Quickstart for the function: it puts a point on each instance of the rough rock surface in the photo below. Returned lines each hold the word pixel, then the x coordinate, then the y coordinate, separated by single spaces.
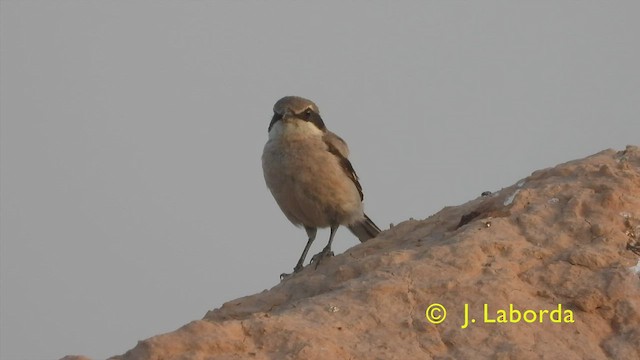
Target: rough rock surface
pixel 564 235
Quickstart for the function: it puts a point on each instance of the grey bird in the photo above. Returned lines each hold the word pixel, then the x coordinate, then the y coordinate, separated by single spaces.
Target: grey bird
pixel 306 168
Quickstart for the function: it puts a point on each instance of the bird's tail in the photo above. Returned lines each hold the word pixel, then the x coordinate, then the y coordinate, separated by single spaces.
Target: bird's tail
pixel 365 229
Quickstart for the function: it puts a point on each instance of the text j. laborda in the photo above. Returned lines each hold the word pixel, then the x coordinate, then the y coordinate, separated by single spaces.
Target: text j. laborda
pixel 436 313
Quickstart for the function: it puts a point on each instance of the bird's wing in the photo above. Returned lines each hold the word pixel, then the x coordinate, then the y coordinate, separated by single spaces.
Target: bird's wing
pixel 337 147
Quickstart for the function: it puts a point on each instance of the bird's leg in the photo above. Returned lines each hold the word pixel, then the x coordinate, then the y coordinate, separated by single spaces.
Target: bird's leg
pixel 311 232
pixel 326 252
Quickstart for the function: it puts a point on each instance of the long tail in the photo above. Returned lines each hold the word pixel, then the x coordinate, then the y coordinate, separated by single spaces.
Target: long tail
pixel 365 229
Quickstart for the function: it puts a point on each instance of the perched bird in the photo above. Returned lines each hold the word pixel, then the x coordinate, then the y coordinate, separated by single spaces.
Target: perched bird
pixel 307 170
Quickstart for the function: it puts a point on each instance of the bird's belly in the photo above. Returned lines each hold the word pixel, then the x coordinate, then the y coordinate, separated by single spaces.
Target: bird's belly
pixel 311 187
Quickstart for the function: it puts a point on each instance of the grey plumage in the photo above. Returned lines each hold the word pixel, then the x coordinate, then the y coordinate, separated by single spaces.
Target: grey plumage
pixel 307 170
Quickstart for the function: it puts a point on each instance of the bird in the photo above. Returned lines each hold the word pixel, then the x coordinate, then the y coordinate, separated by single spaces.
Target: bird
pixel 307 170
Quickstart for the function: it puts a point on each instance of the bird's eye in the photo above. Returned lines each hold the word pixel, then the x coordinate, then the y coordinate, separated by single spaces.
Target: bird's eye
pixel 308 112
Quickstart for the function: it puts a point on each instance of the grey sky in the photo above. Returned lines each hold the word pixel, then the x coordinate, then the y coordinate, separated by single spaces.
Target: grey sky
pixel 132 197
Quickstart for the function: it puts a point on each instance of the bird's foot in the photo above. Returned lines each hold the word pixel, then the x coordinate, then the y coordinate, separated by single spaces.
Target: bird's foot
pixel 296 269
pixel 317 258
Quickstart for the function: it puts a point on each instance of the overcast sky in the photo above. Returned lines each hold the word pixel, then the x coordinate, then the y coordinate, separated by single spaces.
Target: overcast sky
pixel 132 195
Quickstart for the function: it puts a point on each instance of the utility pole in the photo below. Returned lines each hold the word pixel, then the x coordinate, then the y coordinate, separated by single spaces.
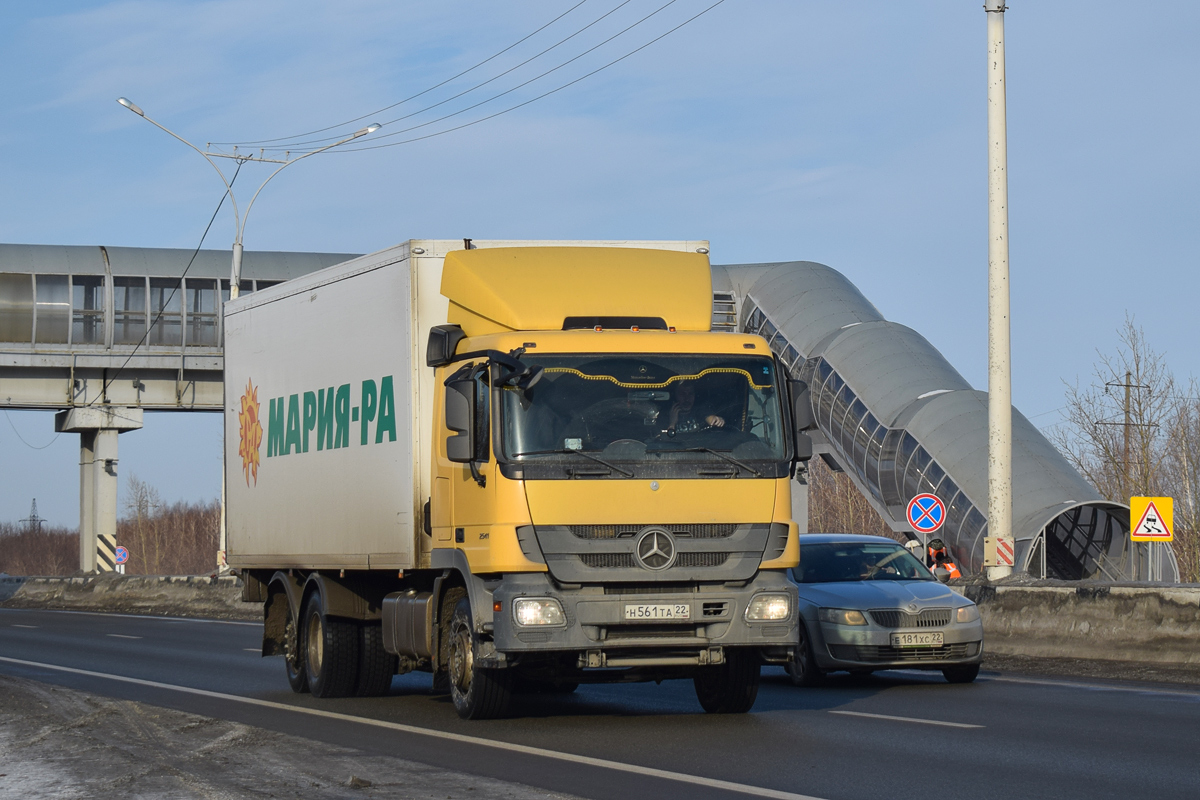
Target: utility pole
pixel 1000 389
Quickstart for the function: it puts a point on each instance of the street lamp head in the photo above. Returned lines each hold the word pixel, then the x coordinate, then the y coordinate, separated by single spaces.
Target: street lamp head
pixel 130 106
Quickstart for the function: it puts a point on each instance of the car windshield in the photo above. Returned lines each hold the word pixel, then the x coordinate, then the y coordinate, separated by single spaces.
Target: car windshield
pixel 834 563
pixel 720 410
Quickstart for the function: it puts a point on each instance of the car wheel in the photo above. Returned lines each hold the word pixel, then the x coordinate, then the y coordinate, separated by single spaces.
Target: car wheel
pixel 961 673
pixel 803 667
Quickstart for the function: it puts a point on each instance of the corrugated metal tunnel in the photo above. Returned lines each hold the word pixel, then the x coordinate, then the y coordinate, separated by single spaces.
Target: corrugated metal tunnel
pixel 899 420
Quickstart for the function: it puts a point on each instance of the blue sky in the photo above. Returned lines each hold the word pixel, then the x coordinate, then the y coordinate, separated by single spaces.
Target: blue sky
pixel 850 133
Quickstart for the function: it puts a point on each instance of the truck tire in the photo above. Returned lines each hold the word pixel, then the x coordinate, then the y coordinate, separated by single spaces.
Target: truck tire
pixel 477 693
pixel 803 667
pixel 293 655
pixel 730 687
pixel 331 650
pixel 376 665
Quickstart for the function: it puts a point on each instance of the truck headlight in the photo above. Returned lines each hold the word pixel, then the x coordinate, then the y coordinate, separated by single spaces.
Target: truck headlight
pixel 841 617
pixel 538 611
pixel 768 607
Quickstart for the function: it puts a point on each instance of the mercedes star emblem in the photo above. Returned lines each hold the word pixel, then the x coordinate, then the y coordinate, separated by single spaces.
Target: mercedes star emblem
********
-- Set task --
Put the records, starting at the beginning and ending at the line that contains "pixel 306 168", into a two-column CSV with the headers source and result. Each row holds one text with its answer, both quoted and with line breaks turned into spaces, and the pictures are left out.

-- Exercise output --
source,result
"Quickstart for the function: it puts a point on each instance of the rough rock surface in the photo below. Returned lines each hold the word pixel, then the x coordinate, then the y coordinate, separated by single spaces. Target: rough rock surface","pixel 564 235"
"Quickstart for the function: it puts a point on each instance of the grey bird in the photo above. Returned lines each hold the word pixel, then the x coordinate, then the y coordinate, separated by single spaces. Target: grey bird","pixel 306 168"